Things to do:
A. Name every city or town that appears in the article on Pastor Bob Moorehead and Overlake Christian Church.
B. Write the next part of the article on Pastor Bob Moorehead and Overlake Christian Church, picking up right after its final sentence.

BEGIN Text to read

A Religious Experience -- Here's The Church, There's No Steeple, But Open The Doors And See All The People

THE MOMENT CAME SHORTLY BEFORE 9 o'clock on a chilly winter's evening. Six figures knelt around a coffee table, heads bowed, eyes closed, clutching one another's hands.

"Lord Jesus," Pastor Bob Moorehead began, his Southern drawl enveloping the room. "I know I'm a sinner. I now receive you into my life as Savior and Lord."

Scott and Liz McKittrick repeated the words as Pastor Bob led the couple, in their late 30s, through the prayer of acceptance, this act of being born again.

As they finished, friends and family around the circle smiled. Moorehead wiped a tear from his left eye. "You'll have to excuse me," he said. "This is an emotional time for me." It wasn't so much theater. Moorehead is prone to tears.

Later, as he left the McKittricks' Redmond home, he shouted out his car window, "Praise the Lord!" Then he turned to his passenger and said, "That's what we call a divine appointment."

Nearly 25 years after arriving in Washington state from Enid, Okla., the Rev. Bob Moorehead, pastor of Overlake Christian Church in Kirkland, the largest Protestant church in the Northwest, still chokes up when he leads even just one soul to Jesus Christ.

And though he has built one of the most thriving church operations in all the region, Moorehead still goes out each Tuesday night, as he did when he first came to Kirkland in 1970, to knock on doors and invite the neighbors to his church, or to meet with those who visited Overlake only the week before.

"This," said Moorehead, pointing to the scores of lay people who fan out with him to share their faith and extend invitations to Overlake, "is the heartbeat of the church." While numerous churches cry out for people to fill their pews on Sundays, Overlake is one of the few churches in King County whose members regularly visit people's homes and invite them to church. "It's so simple," the pastor said.

Yet never in a million years did Moorehead or the other early builders of the church ever expect it to grow into the huge mega-church it has become, a church so large that its campus sometimes is mistaken for a high school, a church that still is growing so fast that Overlake officials say they need to move to a more expansive site in Redmond, a church that can draw more than 8,000 people to its five weekend services today and that could grow, according to Moorehead, to 15,000 to 20,000 people in 10 years.

END Text to read
BEGIN Material

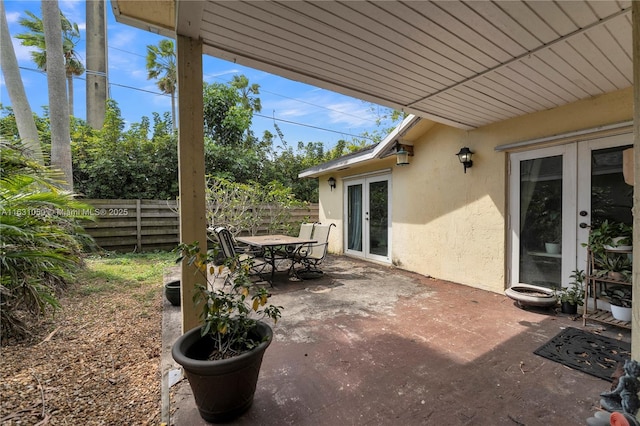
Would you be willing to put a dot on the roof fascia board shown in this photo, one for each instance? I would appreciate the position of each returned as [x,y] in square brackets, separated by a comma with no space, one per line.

END Material

Answers to each task:
A. Redmond, Enid, Kirkland

B.
The church's annual budget now stands at $6.4 million. The money supports 26 pastors, one of the best music programs in the area, missionaries around the world, and a slew of pastoral care and family ministries at home. Moorehead earns in the neighborhood of $70,000 a year. In 1978, the congregation raised $1.6 million in one Sunday to pay for a new sanctuary. Some members refinanced their homes or cashed in stocks and bonds.

Moorehead admits that, in the very early years, he almost threw up his hands in despair. He found Northwesterners resistant to his conservative, fundamental Bible approach. They didn't accept "the Bible said." They asked questions.

But in 1972, the church suddenly exploded. Propelled by the Boeing bust, people began to pour into Overlake. "I think they were afraid," he said. "People's props had been pulled out from under them."

And Overlake was there for them - offering a spiritual path of reassurance, with solid, definite footing. Where once Moorehead had doubts, "I realized that God was doing something that was out of my control. The hope returned. I've never lost it since then."

Indeed, on any given Sunday, this conservative, evangelical, nondenominational Christian church is likely to be packed to the gills. The scene inside the sanctuary is almost overwhelming. The eye of the first-time visitor might be pulled in the direction of the banks of klieg lights hanging from the ceiling, like a television studio, or toward the rows upon rows of padded bench seats on the main floor and upstairs balcony. There's the 30-piece orchestra, and the 160-voice choir, and the words of praise songs that are flashed on the front walls, a little to the right and left of the large, back-lit cross that anchors the sanctuary.

And then there is Moorehead, arms uplifted, eyes closed, singing, praying, moving about the stage, always with a smile on his face.

While congregations in some of the mainline Protestant churches might remain silent after a musical interlude, members of Overlake clap after just about everything.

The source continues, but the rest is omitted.